En avril 2013, l’effondrement du Rana Plaza jette une lumière crue sur l’irresponsabilité derrière laquelle se cachent les groupes dont on retrouve des étiquettes dans les décombres.
En novembre 2013, la proposition de loi « devoir de vigilance » est déposée par les groupes socialiste et écologiste, puis en 2014 par les communistes et les radicaux de gauche. Mais dans le schéma classique d’une loi, l’exécutif propose, la majorité obtempère, moyennant quelques amendements. Seule une loi sur dix est d’initiative parlementaire. Or le ministère des Finances juge, comme le Medef, que la loi nuirait à la compétitivité des entreprises françaises. Il faudra attendre janvier 2015 pour que la proposition soit mise à l’ordre du jour. Mais elle subit un nouveau revers. Le président de l’association française des entreprises privées (Afep) – qui regroupe les géants tricolores – se fend d’une lettre à Emmanuel Macron, alors ministre de l’Économie : « Cher Emmanuel, ce texte est juste déraisonnable ». En février, une version amoindrie est déposée : l’accès des victimes à la justice est limité ; seules les très grandes entreprises (au moins 5000 salariés en France) sont concernées. Adoptée à l’Assemblée, la loi essuie des tirs de barrage au Sénat, dont le doyen s’emporte : « Cette proposition de loi est suicidaire pour nos entreprises, qui ne sont pas responsables des conditions de travail dans le monde entier et qui ont assez de normes à respecter. Arrêtez de les emm… ! » (Serge Dassault)6.

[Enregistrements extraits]

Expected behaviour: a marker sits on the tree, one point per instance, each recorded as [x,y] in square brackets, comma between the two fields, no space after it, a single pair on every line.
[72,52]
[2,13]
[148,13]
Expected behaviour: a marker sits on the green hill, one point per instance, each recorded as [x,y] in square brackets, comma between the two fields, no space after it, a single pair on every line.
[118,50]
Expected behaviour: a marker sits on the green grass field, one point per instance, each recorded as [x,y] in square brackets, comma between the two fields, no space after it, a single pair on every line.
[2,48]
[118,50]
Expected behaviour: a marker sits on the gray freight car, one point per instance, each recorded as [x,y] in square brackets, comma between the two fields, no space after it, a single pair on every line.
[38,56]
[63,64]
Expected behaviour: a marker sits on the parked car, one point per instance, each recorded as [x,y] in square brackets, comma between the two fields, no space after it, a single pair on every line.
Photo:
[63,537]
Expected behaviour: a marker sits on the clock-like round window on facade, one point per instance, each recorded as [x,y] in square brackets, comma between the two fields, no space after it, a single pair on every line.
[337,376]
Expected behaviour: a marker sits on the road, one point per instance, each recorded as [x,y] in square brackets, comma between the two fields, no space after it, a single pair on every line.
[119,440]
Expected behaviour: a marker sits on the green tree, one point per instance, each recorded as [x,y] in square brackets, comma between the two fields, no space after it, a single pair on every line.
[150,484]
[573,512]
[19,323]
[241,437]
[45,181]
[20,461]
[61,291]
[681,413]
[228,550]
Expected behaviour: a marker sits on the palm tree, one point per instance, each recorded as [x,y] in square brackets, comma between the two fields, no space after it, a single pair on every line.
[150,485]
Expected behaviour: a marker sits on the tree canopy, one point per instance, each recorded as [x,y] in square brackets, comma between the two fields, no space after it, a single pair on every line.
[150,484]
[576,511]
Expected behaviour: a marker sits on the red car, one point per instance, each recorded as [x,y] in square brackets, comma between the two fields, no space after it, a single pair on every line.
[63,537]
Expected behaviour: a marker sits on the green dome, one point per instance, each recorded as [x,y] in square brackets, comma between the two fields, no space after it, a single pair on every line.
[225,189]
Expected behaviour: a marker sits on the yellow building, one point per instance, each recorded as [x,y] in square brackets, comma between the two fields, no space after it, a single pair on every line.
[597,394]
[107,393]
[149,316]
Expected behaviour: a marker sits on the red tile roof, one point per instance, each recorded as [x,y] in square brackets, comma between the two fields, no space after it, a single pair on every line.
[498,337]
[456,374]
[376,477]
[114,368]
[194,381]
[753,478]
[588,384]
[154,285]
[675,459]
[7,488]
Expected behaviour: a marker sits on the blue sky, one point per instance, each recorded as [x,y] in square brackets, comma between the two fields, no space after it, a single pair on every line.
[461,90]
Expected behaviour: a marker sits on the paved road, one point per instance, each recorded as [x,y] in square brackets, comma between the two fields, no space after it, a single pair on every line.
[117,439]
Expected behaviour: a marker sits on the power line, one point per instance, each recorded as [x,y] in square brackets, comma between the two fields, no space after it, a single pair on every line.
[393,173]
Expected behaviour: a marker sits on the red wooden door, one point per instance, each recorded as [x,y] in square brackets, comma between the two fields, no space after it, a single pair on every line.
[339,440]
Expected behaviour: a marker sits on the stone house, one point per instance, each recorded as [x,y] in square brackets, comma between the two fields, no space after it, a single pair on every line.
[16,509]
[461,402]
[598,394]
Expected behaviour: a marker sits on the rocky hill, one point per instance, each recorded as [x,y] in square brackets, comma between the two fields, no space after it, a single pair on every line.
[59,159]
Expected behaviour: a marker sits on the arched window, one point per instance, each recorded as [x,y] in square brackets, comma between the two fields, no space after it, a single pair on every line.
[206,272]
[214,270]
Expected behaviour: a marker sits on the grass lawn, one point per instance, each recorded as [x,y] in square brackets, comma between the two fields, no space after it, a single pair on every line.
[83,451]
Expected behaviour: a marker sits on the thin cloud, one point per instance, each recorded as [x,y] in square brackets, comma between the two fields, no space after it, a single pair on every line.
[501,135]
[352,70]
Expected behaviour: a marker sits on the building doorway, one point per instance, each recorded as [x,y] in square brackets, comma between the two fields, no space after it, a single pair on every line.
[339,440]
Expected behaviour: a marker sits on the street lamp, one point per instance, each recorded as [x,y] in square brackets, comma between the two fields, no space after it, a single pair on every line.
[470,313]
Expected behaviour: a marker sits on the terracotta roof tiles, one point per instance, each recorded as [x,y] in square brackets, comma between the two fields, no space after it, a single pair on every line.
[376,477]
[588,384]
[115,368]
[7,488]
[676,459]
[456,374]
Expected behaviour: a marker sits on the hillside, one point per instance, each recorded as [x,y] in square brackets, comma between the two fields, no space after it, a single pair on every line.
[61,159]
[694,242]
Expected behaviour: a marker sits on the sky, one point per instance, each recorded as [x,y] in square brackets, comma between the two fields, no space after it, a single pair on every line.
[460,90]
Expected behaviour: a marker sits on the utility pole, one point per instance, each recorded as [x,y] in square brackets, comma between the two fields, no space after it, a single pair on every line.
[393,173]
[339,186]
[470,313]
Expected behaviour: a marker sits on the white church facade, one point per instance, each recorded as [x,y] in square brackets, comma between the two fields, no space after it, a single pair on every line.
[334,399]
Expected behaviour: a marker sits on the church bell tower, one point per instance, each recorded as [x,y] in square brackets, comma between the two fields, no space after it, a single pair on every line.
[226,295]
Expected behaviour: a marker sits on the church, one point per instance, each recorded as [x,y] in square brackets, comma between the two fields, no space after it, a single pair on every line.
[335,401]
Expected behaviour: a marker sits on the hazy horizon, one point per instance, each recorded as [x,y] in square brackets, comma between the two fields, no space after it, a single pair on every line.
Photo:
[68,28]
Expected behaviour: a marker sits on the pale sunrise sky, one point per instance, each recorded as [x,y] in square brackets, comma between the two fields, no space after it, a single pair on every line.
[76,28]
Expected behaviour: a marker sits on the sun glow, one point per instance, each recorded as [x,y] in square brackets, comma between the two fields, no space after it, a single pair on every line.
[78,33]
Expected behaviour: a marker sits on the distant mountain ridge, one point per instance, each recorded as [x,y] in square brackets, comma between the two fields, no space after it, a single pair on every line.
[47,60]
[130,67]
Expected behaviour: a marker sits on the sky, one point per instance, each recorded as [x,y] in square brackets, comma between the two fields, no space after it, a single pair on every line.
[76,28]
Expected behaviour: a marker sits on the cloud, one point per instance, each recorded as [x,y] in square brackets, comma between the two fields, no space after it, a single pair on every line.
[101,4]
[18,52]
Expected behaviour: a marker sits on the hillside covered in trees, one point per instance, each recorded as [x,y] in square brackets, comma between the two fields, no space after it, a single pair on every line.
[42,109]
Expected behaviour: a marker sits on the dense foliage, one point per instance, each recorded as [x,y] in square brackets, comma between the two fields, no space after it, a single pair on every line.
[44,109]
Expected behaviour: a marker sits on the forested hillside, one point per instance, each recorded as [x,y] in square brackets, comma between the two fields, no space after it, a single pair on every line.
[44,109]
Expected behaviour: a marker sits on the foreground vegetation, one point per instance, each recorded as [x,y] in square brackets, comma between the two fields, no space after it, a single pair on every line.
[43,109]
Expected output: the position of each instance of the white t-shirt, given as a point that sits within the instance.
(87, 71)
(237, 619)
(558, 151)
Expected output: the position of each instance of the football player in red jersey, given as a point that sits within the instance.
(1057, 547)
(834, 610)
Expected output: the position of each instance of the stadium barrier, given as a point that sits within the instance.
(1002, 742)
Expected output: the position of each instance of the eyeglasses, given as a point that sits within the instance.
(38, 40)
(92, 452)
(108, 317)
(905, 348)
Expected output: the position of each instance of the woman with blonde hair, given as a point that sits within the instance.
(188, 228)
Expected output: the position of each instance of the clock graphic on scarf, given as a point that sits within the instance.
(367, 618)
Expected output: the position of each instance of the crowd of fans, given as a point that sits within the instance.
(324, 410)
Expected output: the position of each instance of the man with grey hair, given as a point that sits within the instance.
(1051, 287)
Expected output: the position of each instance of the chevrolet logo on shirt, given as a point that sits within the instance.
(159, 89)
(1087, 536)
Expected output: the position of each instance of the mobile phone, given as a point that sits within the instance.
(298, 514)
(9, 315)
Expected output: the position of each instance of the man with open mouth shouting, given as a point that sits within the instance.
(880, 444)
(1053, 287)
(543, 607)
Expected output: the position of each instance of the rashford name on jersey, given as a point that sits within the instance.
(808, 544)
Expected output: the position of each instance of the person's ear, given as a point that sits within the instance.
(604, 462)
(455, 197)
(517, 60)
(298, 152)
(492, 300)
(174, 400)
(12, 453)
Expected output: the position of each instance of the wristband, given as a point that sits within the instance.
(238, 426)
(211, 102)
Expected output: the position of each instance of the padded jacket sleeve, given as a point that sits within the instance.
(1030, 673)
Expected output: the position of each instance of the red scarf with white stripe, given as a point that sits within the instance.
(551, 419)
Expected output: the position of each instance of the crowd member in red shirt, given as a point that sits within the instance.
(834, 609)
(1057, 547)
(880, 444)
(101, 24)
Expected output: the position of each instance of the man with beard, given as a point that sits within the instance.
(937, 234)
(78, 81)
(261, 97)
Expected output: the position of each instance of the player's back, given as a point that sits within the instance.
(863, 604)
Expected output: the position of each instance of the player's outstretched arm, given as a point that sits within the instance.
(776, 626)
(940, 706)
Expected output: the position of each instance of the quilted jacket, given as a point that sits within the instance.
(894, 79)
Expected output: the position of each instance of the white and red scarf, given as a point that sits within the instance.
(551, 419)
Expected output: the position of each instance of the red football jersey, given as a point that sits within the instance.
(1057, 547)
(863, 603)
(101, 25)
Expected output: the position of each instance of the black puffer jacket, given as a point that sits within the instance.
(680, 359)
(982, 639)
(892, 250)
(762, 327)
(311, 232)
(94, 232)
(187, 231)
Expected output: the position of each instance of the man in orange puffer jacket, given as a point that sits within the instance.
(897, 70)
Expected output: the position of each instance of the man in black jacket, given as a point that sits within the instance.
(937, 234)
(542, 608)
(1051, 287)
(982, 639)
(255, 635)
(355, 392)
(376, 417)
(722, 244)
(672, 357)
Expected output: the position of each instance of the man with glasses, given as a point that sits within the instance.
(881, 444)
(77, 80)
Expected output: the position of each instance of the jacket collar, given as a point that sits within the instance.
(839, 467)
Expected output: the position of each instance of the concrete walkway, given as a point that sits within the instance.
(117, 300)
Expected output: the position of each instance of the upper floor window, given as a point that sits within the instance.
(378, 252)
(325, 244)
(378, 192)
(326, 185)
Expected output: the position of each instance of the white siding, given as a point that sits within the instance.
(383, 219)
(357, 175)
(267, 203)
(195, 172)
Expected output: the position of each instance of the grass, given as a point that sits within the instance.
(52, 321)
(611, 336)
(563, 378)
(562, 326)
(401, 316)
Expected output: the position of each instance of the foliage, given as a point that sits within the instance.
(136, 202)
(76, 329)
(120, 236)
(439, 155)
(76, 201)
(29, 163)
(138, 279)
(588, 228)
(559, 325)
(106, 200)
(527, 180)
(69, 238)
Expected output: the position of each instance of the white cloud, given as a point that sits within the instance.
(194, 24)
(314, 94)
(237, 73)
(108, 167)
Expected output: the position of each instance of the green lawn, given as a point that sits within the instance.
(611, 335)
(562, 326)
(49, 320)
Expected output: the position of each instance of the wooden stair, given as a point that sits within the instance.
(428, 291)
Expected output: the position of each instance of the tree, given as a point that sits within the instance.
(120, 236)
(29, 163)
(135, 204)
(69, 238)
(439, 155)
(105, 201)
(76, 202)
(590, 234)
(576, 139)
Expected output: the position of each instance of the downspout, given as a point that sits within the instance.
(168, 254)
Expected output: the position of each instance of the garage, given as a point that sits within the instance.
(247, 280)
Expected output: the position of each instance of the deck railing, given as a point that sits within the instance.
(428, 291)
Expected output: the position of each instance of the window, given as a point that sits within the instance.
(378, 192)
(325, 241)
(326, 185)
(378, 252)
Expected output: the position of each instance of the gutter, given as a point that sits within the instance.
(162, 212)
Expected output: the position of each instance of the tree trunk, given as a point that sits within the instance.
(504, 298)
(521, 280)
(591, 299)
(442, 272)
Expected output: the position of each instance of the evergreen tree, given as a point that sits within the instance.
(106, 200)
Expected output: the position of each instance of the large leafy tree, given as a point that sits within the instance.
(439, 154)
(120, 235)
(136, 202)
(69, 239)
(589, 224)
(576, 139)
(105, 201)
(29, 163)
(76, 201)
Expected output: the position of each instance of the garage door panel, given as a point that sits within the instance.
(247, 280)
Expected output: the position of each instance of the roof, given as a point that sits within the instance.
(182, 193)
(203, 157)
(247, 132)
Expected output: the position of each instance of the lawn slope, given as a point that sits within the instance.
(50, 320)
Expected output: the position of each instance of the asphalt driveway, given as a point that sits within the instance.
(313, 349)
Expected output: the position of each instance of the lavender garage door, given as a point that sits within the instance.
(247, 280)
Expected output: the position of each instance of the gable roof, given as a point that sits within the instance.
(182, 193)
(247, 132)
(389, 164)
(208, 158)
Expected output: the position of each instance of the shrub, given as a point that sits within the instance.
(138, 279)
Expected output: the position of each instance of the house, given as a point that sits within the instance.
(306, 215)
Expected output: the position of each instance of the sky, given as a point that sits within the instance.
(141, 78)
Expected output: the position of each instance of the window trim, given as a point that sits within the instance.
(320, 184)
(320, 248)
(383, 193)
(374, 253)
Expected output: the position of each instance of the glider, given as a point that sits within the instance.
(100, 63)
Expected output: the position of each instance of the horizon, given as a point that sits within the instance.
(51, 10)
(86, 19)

» Travail à faire:
1) Relève chaque ligne des enregistrements qui contient le mot « lawn ». La casse compte.
2) Reprends le texte sur la loi « devoir de vigilance » à la suite de sa dernière phrase.

» Réponses attendues:
1)
Expected behaviour: a marker sits on the grass lawn, one point per instance, each recorded as [x,y] in square brackets, comma between the two fields, no space after it, a single pair on every line.
Expected output: the position of each instance of the green lawn, given as a point that sits within the instance.
Expected output: the position of each instance of the lawn slope, given as a point that sits within the instance.

2)
« Les représentants des ONG et syndicats m’ont offert une bouffée d’air au milieu de ce combat », admet le sénateur Didier Marie. L’énergie que les parlementaires ont dû déployer pour mener à bien cette bataille contre un exécutif hostile, c’est bien la société civile que la leur a insufflée. Elle qui a produit des notes, des contre-argumentaires, sollicité des experts pour répondre aux objections, préciser les termes de la loi, envisager des reformulations. Elle qui a médiatisé l’enjeu, courant les plateaux et les radios, accompagnant des journalistes au Bangladesh pour que les enjeux soient expliqués sur le petit écran, exhibant des autruches géantes pour symboliser l’inertie du gouvernement, tournant en dérision les discours de l’Afep par des « Prix Pinocchio » ou une « déclaration des droits des multinationales », commandant un sondage, portant plainte contre Auchan ou Lafarge pour les agissements commis en leur nom au Bangladesh ou en Syrie. Elle qui a, par l’engagement de ses bénévoles, partout en France, diffusé une pétition, manifesté devant les grandes enseignes, mobilisé les réseaux sociaux et, surtout, fait comprendre aux députés que leur vote sur chaque amendement était suivi, jusque dans leur circonscription.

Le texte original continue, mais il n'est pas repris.